▸ **How to complete this task**
Output the records word for word, starting at their first line and stopping after the line that contains "negative clicks: (121, 640) (573, 510)".

[Stored data]
+===+

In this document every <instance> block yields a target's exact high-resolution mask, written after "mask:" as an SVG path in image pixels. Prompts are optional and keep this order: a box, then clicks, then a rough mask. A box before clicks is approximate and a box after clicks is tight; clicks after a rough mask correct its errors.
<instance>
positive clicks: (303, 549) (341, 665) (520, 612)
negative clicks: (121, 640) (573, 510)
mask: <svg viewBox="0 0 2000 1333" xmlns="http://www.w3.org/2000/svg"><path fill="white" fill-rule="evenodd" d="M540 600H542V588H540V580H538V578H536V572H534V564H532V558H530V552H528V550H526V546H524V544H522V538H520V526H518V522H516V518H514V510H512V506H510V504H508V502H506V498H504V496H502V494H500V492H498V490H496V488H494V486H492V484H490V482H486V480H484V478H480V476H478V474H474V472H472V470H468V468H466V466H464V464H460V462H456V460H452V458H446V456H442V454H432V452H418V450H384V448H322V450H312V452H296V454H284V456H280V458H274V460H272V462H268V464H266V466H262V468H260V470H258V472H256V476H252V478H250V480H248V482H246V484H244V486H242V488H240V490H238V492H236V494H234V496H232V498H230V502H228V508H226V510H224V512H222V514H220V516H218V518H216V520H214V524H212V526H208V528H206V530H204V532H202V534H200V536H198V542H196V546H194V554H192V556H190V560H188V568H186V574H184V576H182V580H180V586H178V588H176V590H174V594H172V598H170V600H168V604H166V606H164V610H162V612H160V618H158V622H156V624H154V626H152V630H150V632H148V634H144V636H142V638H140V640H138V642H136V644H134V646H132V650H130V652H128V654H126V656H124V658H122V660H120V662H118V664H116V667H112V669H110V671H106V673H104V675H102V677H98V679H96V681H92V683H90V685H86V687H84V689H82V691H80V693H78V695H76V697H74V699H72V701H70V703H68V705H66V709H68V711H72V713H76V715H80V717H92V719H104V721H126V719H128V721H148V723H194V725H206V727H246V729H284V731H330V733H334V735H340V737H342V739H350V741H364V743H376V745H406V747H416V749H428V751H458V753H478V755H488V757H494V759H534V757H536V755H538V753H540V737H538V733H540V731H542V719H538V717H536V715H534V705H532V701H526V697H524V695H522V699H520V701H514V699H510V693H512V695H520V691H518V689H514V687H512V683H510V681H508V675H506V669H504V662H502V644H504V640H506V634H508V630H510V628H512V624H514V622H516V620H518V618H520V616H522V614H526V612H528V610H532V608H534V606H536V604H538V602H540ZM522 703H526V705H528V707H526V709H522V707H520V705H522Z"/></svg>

+===+

▸ **Result for this task**
In this document every <instance> block yields a target's exact high-resolution mask, written after "mask:" as an SVG path in image pixels. Prompts are optional and keep this order: a box, then clicks, then a rough mask. A box before clicks is approximate and a box after clicks is tight; clicks after a rough mask correct its errors.
<instance>
positive clicks: (303, 549) (341, 665) (520, 612)
negative clicks: (121, 640) (573, 510)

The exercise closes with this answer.